In the data beneath this task, how many lines contain "shape"? Answer with the number only.

** Data supplied follows **

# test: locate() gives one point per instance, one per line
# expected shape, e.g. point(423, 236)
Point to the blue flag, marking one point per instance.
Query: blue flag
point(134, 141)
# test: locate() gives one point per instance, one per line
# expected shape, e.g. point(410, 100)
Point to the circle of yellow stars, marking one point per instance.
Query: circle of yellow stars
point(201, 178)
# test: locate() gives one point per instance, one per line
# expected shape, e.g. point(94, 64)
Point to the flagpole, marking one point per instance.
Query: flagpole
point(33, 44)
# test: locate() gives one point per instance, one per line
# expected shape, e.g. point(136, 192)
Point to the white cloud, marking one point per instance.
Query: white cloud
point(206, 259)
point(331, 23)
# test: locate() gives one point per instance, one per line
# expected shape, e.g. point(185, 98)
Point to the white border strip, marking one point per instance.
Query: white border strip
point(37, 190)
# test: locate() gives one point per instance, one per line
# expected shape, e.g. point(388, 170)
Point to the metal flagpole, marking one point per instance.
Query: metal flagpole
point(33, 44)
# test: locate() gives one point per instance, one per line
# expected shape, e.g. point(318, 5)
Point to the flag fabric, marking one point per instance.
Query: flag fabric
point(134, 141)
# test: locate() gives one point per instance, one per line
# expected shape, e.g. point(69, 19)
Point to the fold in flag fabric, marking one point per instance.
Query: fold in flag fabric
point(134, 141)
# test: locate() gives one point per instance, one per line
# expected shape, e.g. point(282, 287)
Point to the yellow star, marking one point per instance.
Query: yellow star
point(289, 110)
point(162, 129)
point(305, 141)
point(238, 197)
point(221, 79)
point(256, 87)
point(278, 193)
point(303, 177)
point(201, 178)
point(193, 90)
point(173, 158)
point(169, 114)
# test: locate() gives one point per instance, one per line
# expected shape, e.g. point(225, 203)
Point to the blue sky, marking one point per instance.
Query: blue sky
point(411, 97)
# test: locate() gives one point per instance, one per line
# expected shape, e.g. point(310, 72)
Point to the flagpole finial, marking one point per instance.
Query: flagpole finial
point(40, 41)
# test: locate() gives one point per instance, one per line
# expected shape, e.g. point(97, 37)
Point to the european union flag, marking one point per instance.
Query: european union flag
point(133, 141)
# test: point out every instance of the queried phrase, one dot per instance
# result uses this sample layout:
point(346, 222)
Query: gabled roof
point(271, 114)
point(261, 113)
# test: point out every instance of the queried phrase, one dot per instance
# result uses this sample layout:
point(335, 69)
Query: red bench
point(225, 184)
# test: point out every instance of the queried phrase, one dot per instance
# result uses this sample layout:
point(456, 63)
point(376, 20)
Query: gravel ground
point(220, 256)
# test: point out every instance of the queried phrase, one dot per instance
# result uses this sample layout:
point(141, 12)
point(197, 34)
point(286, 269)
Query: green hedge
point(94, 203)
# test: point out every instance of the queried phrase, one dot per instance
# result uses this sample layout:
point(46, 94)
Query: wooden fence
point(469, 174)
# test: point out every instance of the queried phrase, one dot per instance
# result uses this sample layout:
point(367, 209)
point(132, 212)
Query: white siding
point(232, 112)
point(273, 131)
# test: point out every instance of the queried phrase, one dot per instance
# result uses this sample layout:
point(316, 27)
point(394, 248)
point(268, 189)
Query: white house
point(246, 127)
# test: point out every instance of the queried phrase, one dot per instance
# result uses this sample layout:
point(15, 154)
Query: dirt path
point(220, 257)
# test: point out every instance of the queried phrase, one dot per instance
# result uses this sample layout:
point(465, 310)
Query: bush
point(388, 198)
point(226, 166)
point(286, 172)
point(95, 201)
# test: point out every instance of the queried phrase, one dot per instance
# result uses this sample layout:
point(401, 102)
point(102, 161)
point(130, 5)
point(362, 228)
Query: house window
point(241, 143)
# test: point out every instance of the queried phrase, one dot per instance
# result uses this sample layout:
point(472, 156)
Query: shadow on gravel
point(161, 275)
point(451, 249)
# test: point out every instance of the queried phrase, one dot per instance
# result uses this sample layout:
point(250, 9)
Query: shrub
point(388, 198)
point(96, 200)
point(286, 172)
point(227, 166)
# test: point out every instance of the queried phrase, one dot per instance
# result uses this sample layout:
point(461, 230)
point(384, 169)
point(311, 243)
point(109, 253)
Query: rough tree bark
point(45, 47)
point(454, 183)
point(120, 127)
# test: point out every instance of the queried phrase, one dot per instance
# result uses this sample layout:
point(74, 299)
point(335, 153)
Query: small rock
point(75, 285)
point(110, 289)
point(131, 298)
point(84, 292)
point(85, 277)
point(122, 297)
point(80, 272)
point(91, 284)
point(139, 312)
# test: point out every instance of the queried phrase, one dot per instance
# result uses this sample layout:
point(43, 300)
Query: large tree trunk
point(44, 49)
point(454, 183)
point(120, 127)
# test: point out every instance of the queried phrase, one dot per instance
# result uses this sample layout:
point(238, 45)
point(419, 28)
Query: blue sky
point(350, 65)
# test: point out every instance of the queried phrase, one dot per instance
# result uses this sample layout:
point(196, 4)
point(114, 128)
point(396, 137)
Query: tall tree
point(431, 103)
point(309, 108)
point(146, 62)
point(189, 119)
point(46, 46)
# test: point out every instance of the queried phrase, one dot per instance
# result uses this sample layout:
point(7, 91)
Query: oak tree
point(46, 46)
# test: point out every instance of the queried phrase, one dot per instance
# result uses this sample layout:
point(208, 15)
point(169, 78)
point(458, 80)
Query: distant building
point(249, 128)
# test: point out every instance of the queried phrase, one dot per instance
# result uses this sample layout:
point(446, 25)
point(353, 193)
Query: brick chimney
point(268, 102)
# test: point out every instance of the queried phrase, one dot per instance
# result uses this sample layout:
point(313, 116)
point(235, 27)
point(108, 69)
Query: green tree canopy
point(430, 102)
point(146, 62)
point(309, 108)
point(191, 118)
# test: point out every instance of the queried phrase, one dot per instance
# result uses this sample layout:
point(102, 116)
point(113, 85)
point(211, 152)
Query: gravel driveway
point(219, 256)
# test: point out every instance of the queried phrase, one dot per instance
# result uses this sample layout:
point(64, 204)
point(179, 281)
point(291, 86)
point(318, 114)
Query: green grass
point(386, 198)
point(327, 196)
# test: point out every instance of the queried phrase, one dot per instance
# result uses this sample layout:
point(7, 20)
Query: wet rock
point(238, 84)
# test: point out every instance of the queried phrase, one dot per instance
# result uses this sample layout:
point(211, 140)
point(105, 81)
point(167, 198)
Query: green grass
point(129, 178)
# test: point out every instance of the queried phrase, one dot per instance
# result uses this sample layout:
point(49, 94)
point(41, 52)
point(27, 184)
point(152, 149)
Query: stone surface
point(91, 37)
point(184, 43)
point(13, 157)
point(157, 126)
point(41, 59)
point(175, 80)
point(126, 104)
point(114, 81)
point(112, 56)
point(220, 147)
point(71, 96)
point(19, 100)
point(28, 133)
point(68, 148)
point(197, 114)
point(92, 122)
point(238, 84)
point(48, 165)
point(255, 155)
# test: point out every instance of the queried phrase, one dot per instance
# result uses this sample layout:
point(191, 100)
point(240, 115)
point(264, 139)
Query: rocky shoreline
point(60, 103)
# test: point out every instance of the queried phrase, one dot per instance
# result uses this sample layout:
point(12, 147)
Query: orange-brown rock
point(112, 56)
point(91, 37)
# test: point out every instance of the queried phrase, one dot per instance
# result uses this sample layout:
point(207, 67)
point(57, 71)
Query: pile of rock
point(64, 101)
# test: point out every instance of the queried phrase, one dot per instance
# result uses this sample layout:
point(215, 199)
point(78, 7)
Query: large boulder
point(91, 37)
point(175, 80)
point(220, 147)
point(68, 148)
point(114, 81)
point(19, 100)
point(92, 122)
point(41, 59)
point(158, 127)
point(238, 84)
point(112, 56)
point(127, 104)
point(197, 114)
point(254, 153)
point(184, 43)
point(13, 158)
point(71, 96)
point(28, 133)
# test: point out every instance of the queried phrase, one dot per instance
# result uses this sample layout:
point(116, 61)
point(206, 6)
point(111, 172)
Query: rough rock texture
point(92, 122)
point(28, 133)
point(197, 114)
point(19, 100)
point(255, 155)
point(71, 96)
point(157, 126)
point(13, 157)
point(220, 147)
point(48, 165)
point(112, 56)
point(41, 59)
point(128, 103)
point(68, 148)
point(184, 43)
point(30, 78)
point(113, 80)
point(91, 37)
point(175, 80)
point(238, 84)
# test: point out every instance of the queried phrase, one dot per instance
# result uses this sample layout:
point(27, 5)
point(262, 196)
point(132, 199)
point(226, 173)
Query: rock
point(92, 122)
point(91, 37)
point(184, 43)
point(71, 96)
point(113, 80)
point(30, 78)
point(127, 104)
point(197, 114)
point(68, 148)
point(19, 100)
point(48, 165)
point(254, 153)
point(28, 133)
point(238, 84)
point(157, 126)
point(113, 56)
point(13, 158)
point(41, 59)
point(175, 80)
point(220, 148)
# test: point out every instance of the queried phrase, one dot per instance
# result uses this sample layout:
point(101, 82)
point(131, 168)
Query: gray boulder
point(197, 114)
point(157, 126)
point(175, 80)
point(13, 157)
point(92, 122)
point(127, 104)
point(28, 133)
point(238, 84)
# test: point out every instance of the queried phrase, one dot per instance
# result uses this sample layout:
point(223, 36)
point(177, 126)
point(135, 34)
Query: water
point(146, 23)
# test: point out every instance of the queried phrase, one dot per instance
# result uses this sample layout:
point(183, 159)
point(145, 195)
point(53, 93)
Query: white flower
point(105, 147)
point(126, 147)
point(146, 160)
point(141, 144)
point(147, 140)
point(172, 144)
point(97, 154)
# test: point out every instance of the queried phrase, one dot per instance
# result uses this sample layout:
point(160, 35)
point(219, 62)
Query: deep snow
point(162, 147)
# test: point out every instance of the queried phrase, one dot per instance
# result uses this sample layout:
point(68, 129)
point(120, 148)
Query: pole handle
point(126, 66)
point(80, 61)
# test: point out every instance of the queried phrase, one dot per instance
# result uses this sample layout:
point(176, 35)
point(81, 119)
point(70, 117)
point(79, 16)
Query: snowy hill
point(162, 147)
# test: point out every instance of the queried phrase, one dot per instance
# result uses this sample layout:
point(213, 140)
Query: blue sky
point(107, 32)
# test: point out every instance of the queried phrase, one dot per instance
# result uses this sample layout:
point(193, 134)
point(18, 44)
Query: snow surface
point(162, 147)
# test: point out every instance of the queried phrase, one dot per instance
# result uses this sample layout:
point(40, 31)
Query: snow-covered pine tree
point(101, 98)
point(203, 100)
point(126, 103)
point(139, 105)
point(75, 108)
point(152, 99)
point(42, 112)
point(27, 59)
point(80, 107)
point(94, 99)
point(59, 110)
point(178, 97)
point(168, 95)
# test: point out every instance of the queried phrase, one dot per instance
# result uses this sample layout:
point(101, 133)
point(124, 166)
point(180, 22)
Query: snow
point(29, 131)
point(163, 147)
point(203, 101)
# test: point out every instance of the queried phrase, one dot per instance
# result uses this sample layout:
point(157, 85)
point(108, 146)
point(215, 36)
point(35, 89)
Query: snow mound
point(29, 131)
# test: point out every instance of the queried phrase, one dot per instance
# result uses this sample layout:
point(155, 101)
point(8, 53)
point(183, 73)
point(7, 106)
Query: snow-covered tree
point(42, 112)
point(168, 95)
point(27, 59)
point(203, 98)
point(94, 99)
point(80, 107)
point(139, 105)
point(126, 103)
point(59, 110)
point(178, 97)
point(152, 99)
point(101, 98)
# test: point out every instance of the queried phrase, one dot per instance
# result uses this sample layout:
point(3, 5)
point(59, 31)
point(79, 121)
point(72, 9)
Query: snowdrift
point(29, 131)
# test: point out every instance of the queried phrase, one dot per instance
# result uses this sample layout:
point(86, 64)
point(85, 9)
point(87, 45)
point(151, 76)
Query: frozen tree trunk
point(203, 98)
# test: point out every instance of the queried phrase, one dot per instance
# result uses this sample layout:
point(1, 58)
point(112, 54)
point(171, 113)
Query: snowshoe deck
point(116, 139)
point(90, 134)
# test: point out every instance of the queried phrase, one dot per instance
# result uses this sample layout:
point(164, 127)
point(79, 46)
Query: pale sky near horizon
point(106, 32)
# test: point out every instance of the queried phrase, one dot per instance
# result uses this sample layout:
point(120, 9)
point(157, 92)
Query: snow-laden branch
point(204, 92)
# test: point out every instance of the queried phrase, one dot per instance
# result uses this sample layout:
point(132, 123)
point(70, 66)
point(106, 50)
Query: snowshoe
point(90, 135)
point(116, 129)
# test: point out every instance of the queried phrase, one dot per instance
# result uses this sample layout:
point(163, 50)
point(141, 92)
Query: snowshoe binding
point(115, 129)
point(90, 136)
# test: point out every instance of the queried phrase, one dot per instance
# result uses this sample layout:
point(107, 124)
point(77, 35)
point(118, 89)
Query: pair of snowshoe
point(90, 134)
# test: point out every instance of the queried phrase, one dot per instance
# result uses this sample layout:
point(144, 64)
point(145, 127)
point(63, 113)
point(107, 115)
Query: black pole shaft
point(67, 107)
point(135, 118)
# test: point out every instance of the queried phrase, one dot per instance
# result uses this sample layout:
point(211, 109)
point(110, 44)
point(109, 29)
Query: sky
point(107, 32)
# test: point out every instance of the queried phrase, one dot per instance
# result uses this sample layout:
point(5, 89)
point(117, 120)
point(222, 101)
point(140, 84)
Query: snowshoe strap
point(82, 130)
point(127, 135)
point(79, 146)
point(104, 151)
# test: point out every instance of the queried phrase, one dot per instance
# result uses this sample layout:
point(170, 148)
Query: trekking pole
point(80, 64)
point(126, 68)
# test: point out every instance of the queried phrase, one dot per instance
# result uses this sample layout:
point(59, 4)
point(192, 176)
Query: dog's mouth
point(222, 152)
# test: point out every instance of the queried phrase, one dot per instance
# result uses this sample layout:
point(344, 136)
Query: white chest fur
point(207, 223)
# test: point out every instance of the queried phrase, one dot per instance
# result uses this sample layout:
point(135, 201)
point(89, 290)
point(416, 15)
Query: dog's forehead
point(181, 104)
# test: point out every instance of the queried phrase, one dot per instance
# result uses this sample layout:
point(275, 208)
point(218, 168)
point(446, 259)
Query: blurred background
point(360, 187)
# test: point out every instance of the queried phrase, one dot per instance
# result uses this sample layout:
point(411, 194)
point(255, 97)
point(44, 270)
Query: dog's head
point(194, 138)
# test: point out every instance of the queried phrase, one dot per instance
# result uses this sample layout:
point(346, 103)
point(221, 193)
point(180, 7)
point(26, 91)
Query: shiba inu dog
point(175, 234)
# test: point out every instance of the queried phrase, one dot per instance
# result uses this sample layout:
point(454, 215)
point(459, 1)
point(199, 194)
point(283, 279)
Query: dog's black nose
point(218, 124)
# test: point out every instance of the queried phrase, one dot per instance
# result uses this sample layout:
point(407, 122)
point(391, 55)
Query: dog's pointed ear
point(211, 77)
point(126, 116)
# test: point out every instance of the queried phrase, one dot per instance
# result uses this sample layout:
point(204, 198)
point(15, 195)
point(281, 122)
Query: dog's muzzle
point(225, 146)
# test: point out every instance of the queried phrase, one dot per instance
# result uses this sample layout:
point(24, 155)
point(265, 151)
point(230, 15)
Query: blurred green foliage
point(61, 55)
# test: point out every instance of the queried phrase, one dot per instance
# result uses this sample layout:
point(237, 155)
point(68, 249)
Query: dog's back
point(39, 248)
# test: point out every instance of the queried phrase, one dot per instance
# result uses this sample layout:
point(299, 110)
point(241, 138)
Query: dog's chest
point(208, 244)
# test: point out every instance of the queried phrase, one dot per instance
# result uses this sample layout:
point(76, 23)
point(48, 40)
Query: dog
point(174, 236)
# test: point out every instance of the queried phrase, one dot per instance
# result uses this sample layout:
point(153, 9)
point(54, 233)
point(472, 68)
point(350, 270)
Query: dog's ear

** End of Data supplied **

§ **Written reply**: 12